[ZADANIA DO WYKONANIA]
1 - Wypisz dosłownie fragment tekstu o cyfrowym śladzie węglowym. Zacznij od słów zawierających "Ile drzew nakarmił", a zakończ po "metropolitalnego Londynu [5].".
2 - Jaką część ceny bitcoina stanowi według tekstu o cyfrowym śladzie węglowym prąd potrzebny do jego wykopania?

[ANALIZOWANY TEKST]

Cyfrowi zaśmiecacze – co zostawia największy cyfrowy ślad węglowy?
Ile drzew nakarmił Twój ulubiony serial? Obliczenia dotyczące cyfrowego śladu węglowego Netflixa znalazły się na pierwszych stronach gazet po tym, jak jedna z organizacji opublikowała raport na ten temat. Okazało się, że pomyliła bity z bajtami, zawyżając tym samym (ośmiokrotnie) swoje szacunki. Media co i rusz publikują szokujące zestawienia, a znalezienie wiarygodnych szacunków jest czasochłonne. Panuje jednak zgodność co do kilku największych zaśmiecaczy.
Kryptowaluty
Około 60% ceny bitcoina to prąd potrzebny do jego wykopania. Roczne utrzymanie działania tej kryptowaluty pochłania tyle prądu, co cała Norwegia, mniej więcej tyle, ile wszystkie centra danych [4]. Emisja gazów cieplarnianych odpowiada wielkości emisji obszaru metropolitalnego Londynu [5].

Zebrane dane:
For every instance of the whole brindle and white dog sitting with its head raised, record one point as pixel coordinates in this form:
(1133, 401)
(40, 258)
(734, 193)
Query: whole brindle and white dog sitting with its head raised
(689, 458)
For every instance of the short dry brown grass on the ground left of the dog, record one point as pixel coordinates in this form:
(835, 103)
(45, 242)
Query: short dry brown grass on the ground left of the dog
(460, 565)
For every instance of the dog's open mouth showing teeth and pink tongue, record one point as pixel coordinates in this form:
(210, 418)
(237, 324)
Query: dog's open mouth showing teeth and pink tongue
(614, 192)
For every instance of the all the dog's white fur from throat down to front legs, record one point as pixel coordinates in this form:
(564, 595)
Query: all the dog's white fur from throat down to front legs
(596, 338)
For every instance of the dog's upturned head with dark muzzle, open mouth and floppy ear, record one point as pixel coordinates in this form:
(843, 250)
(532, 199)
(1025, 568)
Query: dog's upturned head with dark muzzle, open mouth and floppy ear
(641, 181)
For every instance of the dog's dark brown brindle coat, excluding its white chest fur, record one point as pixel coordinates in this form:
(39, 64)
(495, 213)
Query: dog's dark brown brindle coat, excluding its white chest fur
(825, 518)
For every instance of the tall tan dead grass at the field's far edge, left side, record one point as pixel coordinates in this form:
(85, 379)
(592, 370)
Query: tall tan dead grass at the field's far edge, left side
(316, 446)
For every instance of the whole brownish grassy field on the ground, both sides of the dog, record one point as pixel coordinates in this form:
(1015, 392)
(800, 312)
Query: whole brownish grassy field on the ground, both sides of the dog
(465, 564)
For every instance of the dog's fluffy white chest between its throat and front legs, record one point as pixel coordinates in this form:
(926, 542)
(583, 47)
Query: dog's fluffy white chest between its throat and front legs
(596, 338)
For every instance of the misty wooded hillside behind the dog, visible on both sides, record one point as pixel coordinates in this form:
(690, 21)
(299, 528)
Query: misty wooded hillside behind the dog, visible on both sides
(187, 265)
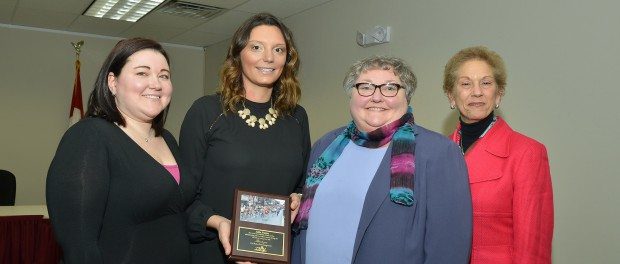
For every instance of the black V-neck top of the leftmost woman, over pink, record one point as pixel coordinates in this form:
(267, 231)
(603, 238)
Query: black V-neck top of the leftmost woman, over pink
(111, 202)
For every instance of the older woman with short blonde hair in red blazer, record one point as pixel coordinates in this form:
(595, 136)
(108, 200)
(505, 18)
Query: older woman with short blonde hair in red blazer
(508, 172)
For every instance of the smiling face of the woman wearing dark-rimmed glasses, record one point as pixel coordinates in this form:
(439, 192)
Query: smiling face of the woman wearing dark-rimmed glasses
(375, 111)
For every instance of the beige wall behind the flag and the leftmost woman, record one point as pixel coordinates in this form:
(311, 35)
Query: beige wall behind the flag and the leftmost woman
(36, 83)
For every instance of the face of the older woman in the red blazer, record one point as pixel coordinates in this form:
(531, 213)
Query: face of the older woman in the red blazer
(475, 93)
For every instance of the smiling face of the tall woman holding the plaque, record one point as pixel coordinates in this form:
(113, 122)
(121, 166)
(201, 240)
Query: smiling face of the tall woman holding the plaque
(263, 58)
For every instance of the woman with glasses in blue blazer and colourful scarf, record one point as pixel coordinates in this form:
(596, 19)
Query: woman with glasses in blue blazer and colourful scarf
(383, 189)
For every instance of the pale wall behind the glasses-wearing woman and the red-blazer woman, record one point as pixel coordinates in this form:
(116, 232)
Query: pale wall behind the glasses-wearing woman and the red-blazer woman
(562, 60)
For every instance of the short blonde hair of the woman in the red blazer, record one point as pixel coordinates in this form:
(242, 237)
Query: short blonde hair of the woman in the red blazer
(450, 73)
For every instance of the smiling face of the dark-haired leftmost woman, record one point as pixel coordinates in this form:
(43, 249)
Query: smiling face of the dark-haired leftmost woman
(143, 88)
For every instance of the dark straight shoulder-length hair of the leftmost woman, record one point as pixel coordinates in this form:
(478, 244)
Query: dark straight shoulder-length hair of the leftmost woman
(101, 102)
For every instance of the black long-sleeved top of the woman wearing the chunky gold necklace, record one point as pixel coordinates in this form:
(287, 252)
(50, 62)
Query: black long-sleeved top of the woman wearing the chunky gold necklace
(225, 153)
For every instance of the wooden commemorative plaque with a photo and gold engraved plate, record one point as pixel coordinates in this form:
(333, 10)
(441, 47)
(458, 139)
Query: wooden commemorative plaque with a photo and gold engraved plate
(261, 228)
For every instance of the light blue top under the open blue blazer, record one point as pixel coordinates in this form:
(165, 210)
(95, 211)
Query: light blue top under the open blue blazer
(338, 203)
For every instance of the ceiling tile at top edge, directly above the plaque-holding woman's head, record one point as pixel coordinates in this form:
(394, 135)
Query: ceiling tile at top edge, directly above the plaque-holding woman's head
(279, 8)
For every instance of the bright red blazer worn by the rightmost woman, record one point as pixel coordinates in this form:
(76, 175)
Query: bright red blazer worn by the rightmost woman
(512, 197)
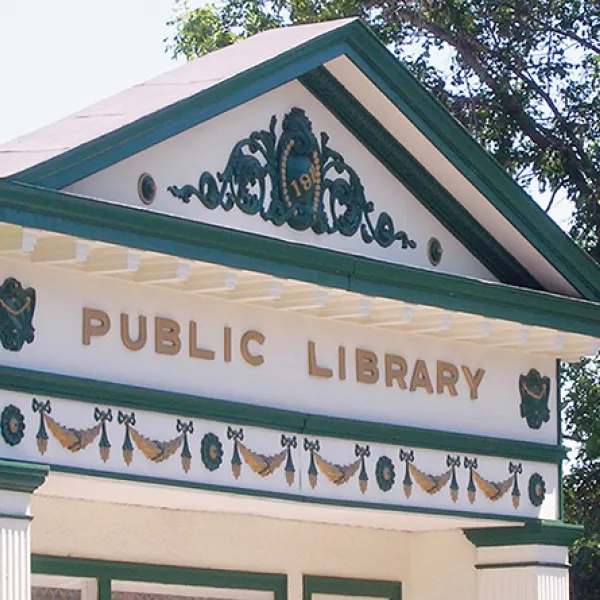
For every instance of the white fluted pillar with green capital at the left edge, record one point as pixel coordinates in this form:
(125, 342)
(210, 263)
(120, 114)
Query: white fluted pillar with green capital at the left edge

[OCZEKIWANE ODPOWIEDZI]
1 -
Ile drzew nakarmił Twój ulubiony serial? Obliczenia dotyczące cyfrowego śladu węglowego Netflixa znalazły się na pierwszych stronach gazet po tym, jak jedna z organizacji opublikowała raport na ten temat. Okazało się, że pomyliła bity z bajtami, zawyżając tym samym (ośmiokrotnie) swoje szacunki. Media co i rusz publikują szokujące zestawienia, a znalezienie wiarygodnych szacunków jest czasochłonne. Panuje jednak zgodność co do kilku największych zaśmiecaczy.
Kryptowaluty
Około 60% ceny bitcoina to prąd potrzebny do jego wykopania. Roczne utrzymanie działania tej kryptowaluty pochłania tyle prądu, co cała Norwegia, mniej więcej tyle, ile wszystkie centra danych [4]. Emisja gazów cieplarnianych odpowiada wielkości emisji obszaru metropolitalnego Londynu [5].

2 - Około 60%.